Point-labeling records
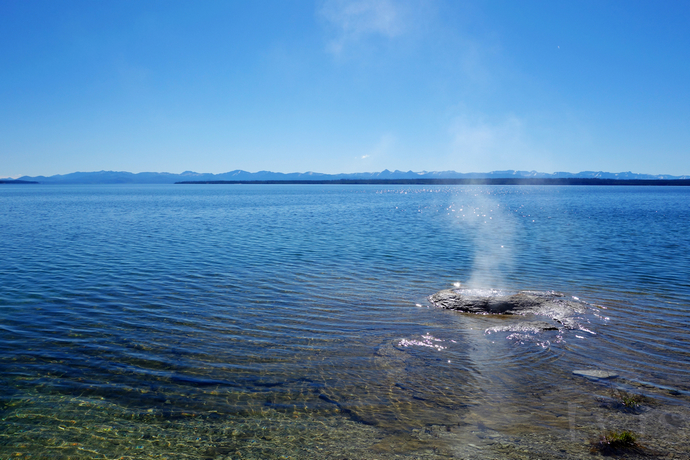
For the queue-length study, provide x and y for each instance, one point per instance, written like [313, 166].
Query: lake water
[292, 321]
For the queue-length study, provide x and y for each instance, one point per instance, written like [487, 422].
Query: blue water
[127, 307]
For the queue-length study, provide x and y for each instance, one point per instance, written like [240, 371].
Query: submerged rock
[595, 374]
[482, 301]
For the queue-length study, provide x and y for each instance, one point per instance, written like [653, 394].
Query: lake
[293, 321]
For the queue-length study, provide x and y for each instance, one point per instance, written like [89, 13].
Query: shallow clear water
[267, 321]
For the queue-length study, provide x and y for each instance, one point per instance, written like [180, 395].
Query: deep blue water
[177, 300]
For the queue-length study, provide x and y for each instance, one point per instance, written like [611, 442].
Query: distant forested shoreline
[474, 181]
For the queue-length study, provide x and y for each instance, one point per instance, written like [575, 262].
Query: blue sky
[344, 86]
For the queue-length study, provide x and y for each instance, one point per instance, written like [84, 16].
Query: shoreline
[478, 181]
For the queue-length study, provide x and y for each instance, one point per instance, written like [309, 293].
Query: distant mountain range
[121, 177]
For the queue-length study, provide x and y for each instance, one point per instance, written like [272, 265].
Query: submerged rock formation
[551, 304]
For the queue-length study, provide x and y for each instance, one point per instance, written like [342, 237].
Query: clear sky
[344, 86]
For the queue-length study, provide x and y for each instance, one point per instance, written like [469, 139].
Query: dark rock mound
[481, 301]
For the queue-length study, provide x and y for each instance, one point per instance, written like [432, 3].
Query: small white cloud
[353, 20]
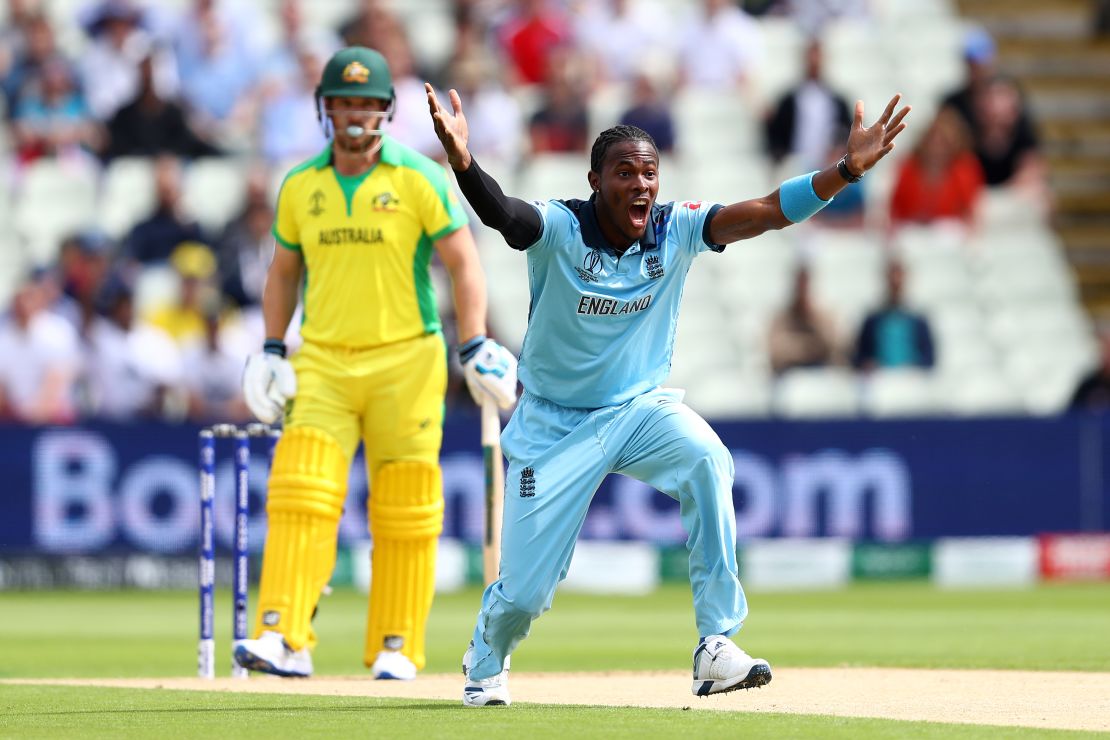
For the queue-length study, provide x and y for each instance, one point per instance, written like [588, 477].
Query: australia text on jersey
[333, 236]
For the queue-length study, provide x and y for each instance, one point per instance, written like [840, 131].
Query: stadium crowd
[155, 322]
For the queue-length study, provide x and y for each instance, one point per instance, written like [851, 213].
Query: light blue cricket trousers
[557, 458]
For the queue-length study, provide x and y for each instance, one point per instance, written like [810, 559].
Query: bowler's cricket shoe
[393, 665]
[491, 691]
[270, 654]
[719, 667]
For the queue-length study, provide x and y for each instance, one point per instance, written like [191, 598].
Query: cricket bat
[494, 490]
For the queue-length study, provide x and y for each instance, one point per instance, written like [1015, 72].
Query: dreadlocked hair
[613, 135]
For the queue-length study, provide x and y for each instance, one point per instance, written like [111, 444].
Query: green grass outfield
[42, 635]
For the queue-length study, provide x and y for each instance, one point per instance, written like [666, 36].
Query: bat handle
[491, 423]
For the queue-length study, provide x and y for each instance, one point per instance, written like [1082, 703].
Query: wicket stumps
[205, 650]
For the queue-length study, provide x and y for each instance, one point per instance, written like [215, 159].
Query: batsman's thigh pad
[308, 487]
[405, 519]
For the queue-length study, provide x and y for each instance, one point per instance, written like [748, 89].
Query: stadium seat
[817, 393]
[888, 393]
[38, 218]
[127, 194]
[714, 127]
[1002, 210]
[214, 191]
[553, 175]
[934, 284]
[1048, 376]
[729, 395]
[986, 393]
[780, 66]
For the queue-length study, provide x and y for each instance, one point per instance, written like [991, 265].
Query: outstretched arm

==

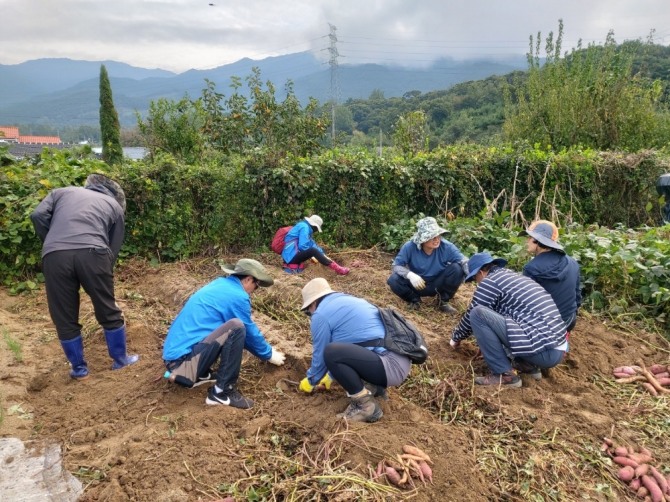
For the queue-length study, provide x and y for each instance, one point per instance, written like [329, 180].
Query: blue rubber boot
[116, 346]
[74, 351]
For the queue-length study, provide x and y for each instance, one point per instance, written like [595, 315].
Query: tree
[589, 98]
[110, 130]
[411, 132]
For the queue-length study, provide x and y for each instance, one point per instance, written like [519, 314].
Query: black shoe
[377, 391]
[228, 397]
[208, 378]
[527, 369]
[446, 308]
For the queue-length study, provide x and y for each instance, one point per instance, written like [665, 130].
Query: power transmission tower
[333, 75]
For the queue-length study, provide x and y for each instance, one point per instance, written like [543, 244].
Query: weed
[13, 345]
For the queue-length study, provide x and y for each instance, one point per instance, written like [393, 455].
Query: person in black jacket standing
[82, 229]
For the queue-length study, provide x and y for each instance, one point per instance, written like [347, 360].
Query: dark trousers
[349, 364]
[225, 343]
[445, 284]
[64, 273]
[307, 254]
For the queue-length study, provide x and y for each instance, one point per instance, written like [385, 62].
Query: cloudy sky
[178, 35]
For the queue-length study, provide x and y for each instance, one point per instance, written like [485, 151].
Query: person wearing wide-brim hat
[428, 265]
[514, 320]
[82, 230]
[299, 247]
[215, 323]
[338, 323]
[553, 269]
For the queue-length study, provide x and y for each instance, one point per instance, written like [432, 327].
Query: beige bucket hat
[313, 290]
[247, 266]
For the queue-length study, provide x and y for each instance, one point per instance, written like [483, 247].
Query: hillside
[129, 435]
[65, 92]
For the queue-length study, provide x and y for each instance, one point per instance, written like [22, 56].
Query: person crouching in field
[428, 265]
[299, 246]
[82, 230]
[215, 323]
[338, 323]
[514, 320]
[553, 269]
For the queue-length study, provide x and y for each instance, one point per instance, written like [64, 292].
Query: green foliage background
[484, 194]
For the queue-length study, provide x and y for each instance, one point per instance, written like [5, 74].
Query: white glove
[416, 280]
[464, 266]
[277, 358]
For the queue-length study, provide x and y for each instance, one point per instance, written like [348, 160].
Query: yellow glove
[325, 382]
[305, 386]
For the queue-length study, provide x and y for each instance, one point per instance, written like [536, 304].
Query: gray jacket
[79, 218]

- PROBLEM -
How many lines in the records above contain the string "cricket", with case counting? Give only the number.

- THE RESULT -
3